Please duplicate part of the passage on Busch's funeral word for word, starting at the words "A final farewell" and stopping after "their last respects.".

*** Passage shown ***

A final farewell was said to Busch at the house where he had welcomed dignitaries and common people alike. It took twenty-five trucks to haul all of the funeral flowers to the cemetery. A crowd of nearly 25,000 people gathered around the brewery to pay their last respects.

The funeral procession left No. 1 Busch Place and departed for Bellefontaine Cemetery. St. Louis residents solidly lined the route. Mayor Henry Kiel requested that all business in the city be halted for five minutes during the burial. The Jefferson Hotel and the Planter’s House turned off their lights during that interval and all of the city’s streetcars were stopped. A committee of Busch employees was granted permission to carry the casket through the brewery and along the route that Adolphus had once walked to work each day. Busch was laid to rest in an ornate mausoleum resembling a miniature cathedral, complete with gargoyles and with its own watering system for plants and bushes.

Charles Nagel, one of the leading citizens of St. Louis, gave the eulogy. He was joined by a number of other honored guests, including congressmen, the presidents of Harvard and the University of Missouri and Baron von Lesner, the personal representative of Kaiser Wilhelm II, who was a longtime friend of Busch. Nagel called Busch “a giant among men. Like a descendant of one of the great and vigorous ancient gods, he rested among us and with his optimism, his far seeing vision, his undaunted courage and his energy, shaped the affairs of men.”

The elaborate Busch mausoleum at Bellefontaine Cemetery in St. Louis

 After Busch’s death, Lilly divided her time between Europe and California, with only occasional stops in St. Louis. The house was seldom used and after her death in 1928, the Busch children divided the contents and it was closed up for good. It was finally demolished to expand the brewery in 1929.

*** Items ***

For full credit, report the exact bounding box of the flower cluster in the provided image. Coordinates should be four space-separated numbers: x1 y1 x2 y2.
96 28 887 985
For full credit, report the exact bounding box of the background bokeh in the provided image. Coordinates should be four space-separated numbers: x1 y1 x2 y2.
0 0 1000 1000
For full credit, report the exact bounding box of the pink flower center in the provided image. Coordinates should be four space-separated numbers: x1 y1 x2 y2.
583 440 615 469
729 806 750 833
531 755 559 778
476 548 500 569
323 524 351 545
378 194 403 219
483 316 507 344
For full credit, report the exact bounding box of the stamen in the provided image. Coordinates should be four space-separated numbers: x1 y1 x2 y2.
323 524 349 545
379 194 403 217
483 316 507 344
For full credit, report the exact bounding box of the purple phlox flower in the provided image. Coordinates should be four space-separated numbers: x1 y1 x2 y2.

***

▶ [Written answer]
A final farewell was said to Busch at the house where he had welcomed dignitaries and common people alike. It took twenty-five trucks to haul all of the funeral flowers to the cemetery. A crowd of nearly 25,000 people gathered around the brewery to pay their last respects.